[保存データ]
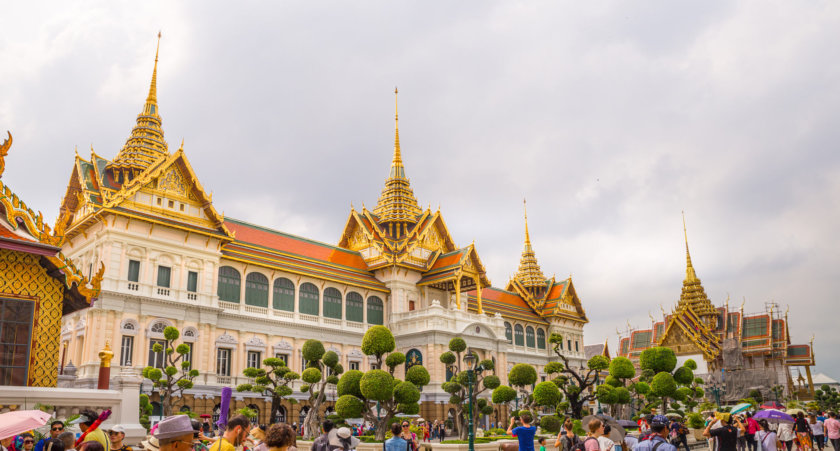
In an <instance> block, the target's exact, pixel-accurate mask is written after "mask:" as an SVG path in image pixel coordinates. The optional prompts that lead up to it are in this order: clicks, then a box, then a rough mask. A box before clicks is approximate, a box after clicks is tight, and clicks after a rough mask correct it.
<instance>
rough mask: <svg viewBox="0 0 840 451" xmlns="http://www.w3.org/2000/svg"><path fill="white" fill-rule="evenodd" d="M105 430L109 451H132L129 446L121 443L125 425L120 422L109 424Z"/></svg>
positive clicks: (122, 443)
mask: <svg viewBox="0 0 840 451" xmlns="http://www.w3.org/2000/svg"><path fill="white" fill-rule="evenodd" d="M106 432H107V433H108V440H110V441H111V451H132V450H131V447H130V446H128V445H126V444H124V443H123V440H125V427H123V426H122V425H121V424H118V425H116V426H111V427H110V428H108V429H107V430H106Z"/></svg>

» **課題の概要**:
上の資料全体で「rough mask」をすべて「coarse mask」に置き換え、それ以外は何も変えずに書き直してもらえますか？画像は解答に含めないでください。

» **課題の解答**:
In an <instance> block, the target's exact, pixel-accurate mask is written after "mask:" as an SVG path in image pixel coordinates. The optional prompts that lead up to it are in this order: clicks, then a box, then a coarse mask. A box before clicks is approximate, a box after clicks is tight, and clicks after a coarse mask correct it.
<instance>
coarse mask: <svg viewBox="0 0 840 451" xmlns="http://www.w3.org/2000/svg"><path fill="white" fill-rule="evenodd" d="M105 430L109 451H132L129 446L121 443L125 425L120 422L109 424Z"/></svg>
positive clicks: (122, 443)
mask: <svg viewBox="0 0 840 451" xmlns="http://www.w3.org/2000/svg"><path fill="white" fill-rule="evenodd" d="M106 432H107V433H108V440H110V441H111V451H132V450H131V447H130V446H128V445H126V444H124V443H123V440H125V427H123V426H122V425H121V424H118V425H116V426H111V427H110V428H108V429H107V430H106Z"/></svg>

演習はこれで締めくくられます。